## EXERCISE AIM
Could you please reproduce every record below exactly, leaving out the pictures?

## PROVIDED INFORMATION
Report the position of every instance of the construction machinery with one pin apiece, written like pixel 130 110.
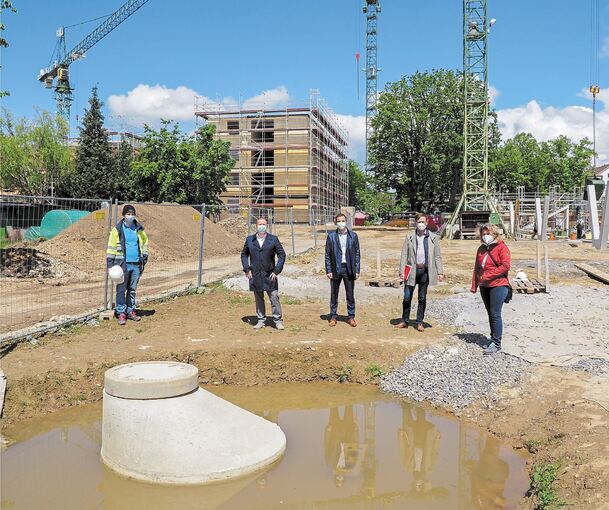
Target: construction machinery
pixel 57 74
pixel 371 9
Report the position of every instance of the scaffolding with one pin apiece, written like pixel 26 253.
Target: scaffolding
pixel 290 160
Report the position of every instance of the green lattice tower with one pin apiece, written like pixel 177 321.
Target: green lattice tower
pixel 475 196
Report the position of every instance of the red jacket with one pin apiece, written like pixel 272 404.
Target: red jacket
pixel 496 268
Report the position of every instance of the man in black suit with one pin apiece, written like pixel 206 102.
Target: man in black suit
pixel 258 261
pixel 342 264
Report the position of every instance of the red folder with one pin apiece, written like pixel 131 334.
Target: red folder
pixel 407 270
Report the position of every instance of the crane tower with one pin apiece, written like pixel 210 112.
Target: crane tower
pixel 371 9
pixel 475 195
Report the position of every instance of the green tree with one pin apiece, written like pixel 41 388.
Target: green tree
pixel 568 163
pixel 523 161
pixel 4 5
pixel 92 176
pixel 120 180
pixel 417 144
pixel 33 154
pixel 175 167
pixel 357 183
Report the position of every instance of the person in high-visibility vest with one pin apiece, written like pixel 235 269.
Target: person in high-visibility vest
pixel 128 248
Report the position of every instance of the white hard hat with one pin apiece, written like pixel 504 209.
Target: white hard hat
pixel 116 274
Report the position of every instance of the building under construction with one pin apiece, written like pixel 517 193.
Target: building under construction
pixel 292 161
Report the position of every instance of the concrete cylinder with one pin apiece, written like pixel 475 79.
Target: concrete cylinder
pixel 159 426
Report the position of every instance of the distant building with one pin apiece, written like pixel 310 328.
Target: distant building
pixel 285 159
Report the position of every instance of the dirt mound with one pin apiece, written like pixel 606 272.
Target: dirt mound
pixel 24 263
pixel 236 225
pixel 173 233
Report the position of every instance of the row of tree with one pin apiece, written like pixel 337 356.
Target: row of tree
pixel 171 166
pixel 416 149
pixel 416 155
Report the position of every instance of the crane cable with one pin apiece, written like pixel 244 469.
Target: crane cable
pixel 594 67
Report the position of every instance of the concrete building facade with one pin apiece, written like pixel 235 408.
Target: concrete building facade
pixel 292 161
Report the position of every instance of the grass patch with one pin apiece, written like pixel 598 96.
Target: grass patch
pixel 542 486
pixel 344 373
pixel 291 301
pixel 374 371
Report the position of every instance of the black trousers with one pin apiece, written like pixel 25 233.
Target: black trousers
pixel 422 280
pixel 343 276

## EXERCISE ANSWER
Report the position of every instance of the construction machinery with one pin apiece, written like pixel 130 110.
Target: construction machinery
pixel 57 74
pixel 371 9
Report the position of every instance of the scaffolding with one pin apiece, written like pixel 26 253.
Target: scaffolding
pixel 290 160
Report the position of every instance of the green lattice tower with one pin apiece, written like pixel 177 321.
Target: green lattice tower
pixel 475 196
Report the position of every instance of the red jacket with one pin apiece, written like pixel 272 404.
Target: red jacket
pixel 496 268
Report the position of every instance of the man in black suit with one pin apiece, written like pixel 206 102.
Target: man in black suit
pixel 258 261
pixel 342 264
Report the position of every instance of the red folder with one pin apiece, written like pixel 131 334.
Target: red folder
pixel 407 270
Report the position of every instance of the crane tower with one pin apiece, written like pixel 210 112.
Target: crane tower
pixel 371 9
pixel 475 195
Report the position of every instance of the green tree with one pin apiece, written like pixel 41 388.
Target: green tree
pixel 568 163
pixel 523 161
pixel 4 5
pixel 92 176
pixel 120 180
pixel 417 144
pixel 33 154
pixel 175 167
pixel 357 183
Report the position of every instance of the person in high-visibility vest with one pin apiece, written like pixel 235 269.
Target: person in high-visibility vest
pixel 128 248
Report the position of every instance of the white hard hat with one pin apiece, written like pixel 504 209.
Target: white hard hat
pixel 116 274
Report the position of every instance of the building under construction with one pin apiece, written like pixel 517 193.
Target: building under construction
pixel 292 161
Report the position of every instance of the concrete cylinder with one pin apiece, written like pixel 475 79.
Target: concrete cylinder
pixel 159 426
Report the position of every instance of the distant building with one pin apiece, written like pixel 310 328.
Target: distant building
pixel 285 159
Report the position of every instance of the dirt mound with one pin apiece, written like pixel 606 272.
Target: dirt mound
pixel 24 263
pixel 236 225
pixel 173 233
Report the position of every instance of the row of tree with one pin apiece, written like pixel 337 356.
Target: row of tree
pixel 171 166
pixel 416 149
pixel 416 155
Report the position of every instance of the crane cable with one pin apiece, written like pixel 244 469.
Target: crane cable
pixel 594 67
Report the position of every instance of the concrete building facade with one pin apiece, written like pixel 235 408.
Target: concrete building facade
pixel 292 161
Report the position of every instance of the grass patch with one pin apiece, written like pixel 598 96.
Target: grass patch
pixel 542 486
pixel 344 373
pixel 291 301
pixel 374 371
Report the position of every instance of the black trousers with one pin apiece, written like pixel 25 233.
Target: black trousers
pixel 422 280
pixel 343 276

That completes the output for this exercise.